(AVAILABLE DATA Opens)

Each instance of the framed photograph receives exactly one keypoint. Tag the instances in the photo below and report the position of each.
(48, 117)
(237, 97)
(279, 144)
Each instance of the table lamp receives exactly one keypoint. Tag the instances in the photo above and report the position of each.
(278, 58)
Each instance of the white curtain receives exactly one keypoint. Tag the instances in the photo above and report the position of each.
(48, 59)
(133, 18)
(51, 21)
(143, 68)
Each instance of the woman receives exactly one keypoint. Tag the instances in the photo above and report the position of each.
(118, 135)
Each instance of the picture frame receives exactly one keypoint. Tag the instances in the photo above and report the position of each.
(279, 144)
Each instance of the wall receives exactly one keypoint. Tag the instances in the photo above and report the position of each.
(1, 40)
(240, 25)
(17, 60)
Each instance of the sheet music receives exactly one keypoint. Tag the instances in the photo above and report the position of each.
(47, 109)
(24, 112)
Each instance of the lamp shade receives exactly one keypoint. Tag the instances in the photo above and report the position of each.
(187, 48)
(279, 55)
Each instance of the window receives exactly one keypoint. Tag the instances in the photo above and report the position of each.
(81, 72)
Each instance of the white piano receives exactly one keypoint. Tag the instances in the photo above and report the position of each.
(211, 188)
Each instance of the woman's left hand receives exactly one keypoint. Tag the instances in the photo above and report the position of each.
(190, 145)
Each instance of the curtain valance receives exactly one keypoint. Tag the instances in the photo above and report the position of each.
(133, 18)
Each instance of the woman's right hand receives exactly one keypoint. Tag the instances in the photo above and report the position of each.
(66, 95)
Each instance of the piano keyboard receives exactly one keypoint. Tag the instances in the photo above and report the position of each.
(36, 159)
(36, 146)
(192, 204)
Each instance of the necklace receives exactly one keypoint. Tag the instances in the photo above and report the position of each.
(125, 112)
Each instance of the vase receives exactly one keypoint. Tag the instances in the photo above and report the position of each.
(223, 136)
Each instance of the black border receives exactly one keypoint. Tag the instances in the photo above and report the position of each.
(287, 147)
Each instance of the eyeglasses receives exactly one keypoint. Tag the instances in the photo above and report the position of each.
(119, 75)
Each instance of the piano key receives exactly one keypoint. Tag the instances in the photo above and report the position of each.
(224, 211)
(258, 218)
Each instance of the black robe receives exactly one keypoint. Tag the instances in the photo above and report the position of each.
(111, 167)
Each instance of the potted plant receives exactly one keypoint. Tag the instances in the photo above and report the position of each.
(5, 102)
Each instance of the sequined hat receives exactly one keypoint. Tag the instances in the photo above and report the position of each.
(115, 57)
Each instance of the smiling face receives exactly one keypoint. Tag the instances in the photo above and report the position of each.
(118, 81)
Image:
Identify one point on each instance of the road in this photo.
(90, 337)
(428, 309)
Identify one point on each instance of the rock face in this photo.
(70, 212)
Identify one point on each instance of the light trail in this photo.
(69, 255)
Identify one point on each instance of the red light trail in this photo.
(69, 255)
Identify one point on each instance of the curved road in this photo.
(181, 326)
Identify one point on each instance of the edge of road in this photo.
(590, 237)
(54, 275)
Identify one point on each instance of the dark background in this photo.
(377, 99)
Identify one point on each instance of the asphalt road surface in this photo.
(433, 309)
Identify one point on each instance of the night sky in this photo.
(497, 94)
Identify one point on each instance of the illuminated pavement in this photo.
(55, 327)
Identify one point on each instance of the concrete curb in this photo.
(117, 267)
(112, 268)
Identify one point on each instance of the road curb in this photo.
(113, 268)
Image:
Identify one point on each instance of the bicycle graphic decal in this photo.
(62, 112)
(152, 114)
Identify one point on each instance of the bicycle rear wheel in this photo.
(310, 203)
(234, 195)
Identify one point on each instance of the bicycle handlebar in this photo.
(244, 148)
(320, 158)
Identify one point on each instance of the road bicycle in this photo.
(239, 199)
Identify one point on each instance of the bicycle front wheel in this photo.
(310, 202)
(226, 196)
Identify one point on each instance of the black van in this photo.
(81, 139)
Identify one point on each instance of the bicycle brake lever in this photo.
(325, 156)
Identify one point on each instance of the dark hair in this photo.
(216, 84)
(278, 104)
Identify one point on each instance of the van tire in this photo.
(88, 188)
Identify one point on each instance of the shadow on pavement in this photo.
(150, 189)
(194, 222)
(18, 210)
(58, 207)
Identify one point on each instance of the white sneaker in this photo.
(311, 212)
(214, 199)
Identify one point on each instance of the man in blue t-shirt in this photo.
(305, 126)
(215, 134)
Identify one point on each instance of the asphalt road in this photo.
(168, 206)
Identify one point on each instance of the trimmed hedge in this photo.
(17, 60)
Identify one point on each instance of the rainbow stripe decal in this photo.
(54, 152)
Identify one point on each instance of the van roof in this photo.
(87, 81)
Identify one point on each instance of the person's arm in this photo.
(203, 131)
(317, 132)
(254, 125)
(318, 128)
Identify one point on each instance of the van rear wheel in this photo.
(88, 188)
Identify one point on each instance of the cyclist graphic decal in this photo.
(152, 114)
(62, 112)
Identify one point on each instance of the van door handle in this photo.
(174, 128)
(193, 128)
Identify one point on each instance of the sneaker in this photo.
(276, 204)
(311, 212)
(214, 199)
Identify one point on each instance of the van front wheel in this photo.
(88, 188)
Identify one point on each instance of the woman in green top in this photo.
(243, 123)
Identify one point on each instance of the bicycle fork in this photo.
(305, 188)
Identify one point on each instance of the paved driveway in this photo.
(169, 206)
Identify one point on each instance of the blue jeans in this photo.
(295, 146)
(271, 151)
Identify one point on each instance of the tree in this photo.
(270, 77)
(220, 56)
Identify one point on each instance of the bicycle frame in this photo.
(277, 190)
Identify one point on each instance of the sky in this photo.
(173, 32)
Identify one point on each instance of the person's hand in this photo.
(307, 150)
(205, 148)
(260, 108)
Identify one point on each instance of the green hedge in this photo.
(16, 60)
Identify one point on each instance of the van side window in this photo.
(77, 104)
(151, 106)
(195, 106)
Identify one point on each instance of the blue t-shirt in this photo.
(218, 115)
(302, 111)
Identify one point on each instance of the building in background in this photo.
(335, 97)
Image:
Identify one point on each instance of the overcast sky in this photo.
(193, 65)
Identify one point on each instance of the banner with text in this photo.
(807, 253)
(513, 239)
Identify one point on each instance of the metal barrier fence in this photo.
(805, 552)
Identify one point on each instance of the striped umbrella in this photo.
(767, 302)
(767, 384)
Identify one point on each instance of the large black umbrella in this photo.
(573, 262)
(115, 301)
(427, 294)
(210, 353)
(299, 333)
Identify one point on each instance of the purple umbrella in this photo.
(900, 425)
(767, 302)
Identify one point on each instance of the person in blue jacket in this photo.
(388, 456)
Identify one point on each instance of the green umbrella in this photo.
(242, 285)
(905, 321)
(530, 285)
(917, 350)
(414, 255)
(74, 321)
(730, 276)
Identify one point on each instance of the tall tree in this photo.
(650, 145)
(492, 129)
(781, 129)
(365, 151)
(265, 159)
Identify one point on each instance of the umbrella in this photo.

(AVAILABLE DATA Closes)

● EXERCISE INSTRUCTIONS: Reproduce all records exactly, without omissions.

● SOLUTION TO THE PROBLEM:
Each instance of the framed photograph receives exactly one keypoint. Tag the instances in the photo below and report the position of each.
(48, 117)
(237, 97)
(279, 144)
Each instance of the table lamp receives exactly one keypoint. Tag the instances in the photo above and report the position of each.
(278, 58)
Each instance of the white curtain receives exactly one keypoint. Tag the instances in the photo above and report the position of each.
(48, 59)
(133, 18)
(51, 21)
(143, 68)
Each instance of the woman receives exactly one keypoint. Tag the instances in the photo above and report the position of each.
(118, 135)
Each instance of the picture frame receives exactly one keypoint. Tag the instances in the photo above and report the position of each.
(279, 144)
Each instance of the wall receives exactly one keypoint. Tag the instances in the photo above and report the position of each.
(1, 40)
(240, 25)
(17, 60)
Each instance of the sheet music receives exactly one keypoint. Tag the instances in the photo above and report the position of each.
(47, 109)
(24, 112)
Each instance of the lamp shade receives exactly one keypoint. Tag the instances in the photo above and report the position of each.
(187, 48)
(279, 55)
Each instance of the window receives exactly one keypoint. Tag the instances in the photo above and report the position of each.
(81, 72)
Each instance of the white piano receives exactly one keypoint. Tag the instances in the photo above and report the position of each.
(211, 188)
Each instance of the woman's left hand receives exactly one keypoint. Tag the instances in the photo above and report the position of each.
(190, 145)
Each instance of the curtain valance receives exactly one keypoint. Tag the instances in the photo above and report the position of each.
(133, 18)
Each instance of the woman's right hand receives exactly one keypoint. Tag the instances in the photo above and report the position of each.
(66, 95)
Each instance of the piano keyboard receives exactly one keypoint. Tag the instances in the photo above and report the position of each.
(36, 159)
(36, 146)
(192, 204)
Each instance of the necklace receives exactly one keypoint. Tag the instances in the photo above and report the position of each.
(125, 112)
Each instance of the vase receives exactly one keypoint. Tag the instances in the photo above and report the position of each.
(223, 136)
Each instance of the black border receives exactly one keypoint. Tag the instances in the photo above and report the position of each.
(287, 147)
Each instance of the eyeglasses receives exactly one keypoint. Tag the instances in the photo above and report the position of each.
(119, 75)
Each instance of the piano key receives exactly one keypoint. Tag the instances in the photo above and report the position of each.
(224, 211)
(258, 218)
Each instance of the black robe receives exactly one keypoint. Tag the instances in the photo above and report the position of each.
(111, 167)
Each instance of the potted plant receives exactly one keypoint. Tag the instances in the photo above and report the position of each.
(5, 102)
Each instance of the sequined hat receives exactly one keypoint. Tag the instances in the photo above and report the position of each.
(115, 57)
Each instance of the smiling face receives exactly one keypoint. Tag the instances in the photo above and report the position of each.
(118, 81)
Image:
Identify one point on each instance of the road in this photo.
(90, 337)
(428, 309)
Identify one point on each instance of the rock face in this photo.
(70, 212)
Identify one point on each instance of the light trail in this photo.
(69, 255)
Identify one point on each instance of the red light trail in this photo.
(69, 255)
Identify one point on each instance of the curved road in this photo.
(181, 326)
Identify one point on each instance of the edge of road in this photo.
(590, 237)
(54, 275)
Identify one point on each instance of the dark background in this photo.
(377, 99)
Identify one point on each instance of the asphalt road surface in this photo.
(433, 309)
Identify one point on each instance of the night sky in this photo.
(497, 94)
Identify one point on each instance of the illuminated pavement in this photo.
(55, 327)
Identify one point on each instance of the concrete curb in this photo.
(117, 267)
(112, 268)
Identify one point on each instance of the road curb in this photo.
(113, 268)
Image:
Identify one point on each instance of the bicycle graphic decal in this photo.
(62, 112)
(152, 114)
Identify one point on each instance of the bicycle rear wheel in this photo.
(310, 203)
(234, 195)
Identify one point on each instance of the bicycle handlebar in this photo.
(244, 148)
(320, 158)
Identify one point on each instance of the road bicycle in this photo.
(239, 199)
Identify one point on each instance of the bicycle front wheel in this photo.
(310, 202)
(226, 196)
Identify one point on each instance of the black van in this photo.
(81, 139)
Identify one point on each instance of the bicycle brake lever in this photo.
(325, 156)
Identify one point on each instance of the dark hair in this photo.
(216, 84)
(278, 104)
Identify one point on each instance of the van tire in this photo.
(88, 188)
Identify one point on each instance of the shadow on pavement in this photo.
(150, 189)
(194, 222)
(18, 210)
(58, 207)
Identify one point on each instance of the white sneaker in this photo.
(311, 212)
(214, 199)
Identify one point on each instance of the man in blue t-shirt in this photo.
(305, 126)
(215, 134)
Identify one point on each instance of the asphalt road in this photo.
(168, 206)
Identify one point on each instance of the trimmed hedge in this photo.
(17, 60)
Identify one point on each instance of the rainbow stripe decal in this photo.
(54, 152)
Identify one point on each instance of the van roof in this photo.
(87, 81)
Identify one point on each instance of the person's arm in this photo.
(203, 131)
(317, 132)
(254, 125)
(318, 128)
Identify one point on each instance of the van rear wheel in this photo.
(88, 188)
Identify one point on each instance of the cyclist graphic decal in this photo.
(152, 114)
(62, 112)
Identify one point on each instance of the van door handle in this photo.
(174, 128)
(193, 128)
Identify one point on each instance of the sneaker in this photo.
(276, 204)
(311, 212)
(214, 199)
Identify one point on each instance of the van front wheel in this photo.
(88, 188)
Identify one point on each instance of the woman in green top in this photo.
(243, 123)
Identify one point on each instance of the bicycle fork in this photo.
(305, 188)
Identify one point on each instance of the paved driveway in this photo.
(169, 206)
Identify one point on each instance of the blue jeans in this photo.
(295, 146)
(271, 151)
Identify one point on each instance of the tree in this photo.
(270, 77)
(220, 56)
Identify one point on each instance of the bicycle frame in this photo.
(277, 190)
Identify one point on each instance of the sky in this photo.
(173, 32)
Identify one point on each instance of the person's hand in this photo.
(307, 150)
(205, 148)
(260, 108)
Identify one point on each instance of the green hedge in this photo.
(16, 60)
Identify one point on each instance of the van side window in this photo.
(77, 104)
(151, 106)
(195, 106)
Identify one point on each instance of the blue t-shirt in this photo.
(218, 115)
(302, 111)
Identify one point on each instance of the building in background in this photo.
(335, 97)
Image:
Identify one point on each instance of the overcast sky in this photo.
(193, 65)
Identify one point on each instance of the banner with text in this photo.
(807, 253)
(513, 239)
Identify one point on each instance of the metal barrier fence in this photo.
(805, 552)
Identify one point on each instance of the striped umbrella in this photo.
(767, 302)
(767, 384)
Identify one point on each instance of the large black umbrella in this photo.
(573, 262)
(115, 301)
(427, 294)
(210, 353)
(299, 333)
Identify one point on each instance of the purple umbrella in this photo.
(900, 425)
(767, 302)
Identify one point on each instance of the person in blue jacket in this photo.
(388, 456)
Identify one point on each instance of the green umbrella in this photo.
(242, 285)
(905, 321)
(530, 285)
(917, 350)
(414, 255)
(74, 321)
(730, 276)
Identify one point on each instance of the tall tree in this photo.
(650, 145)
(492, 129)
(781, 129)
(365, 151)
(265, 159)
Identify one point on each instance of the umbrella in this photo.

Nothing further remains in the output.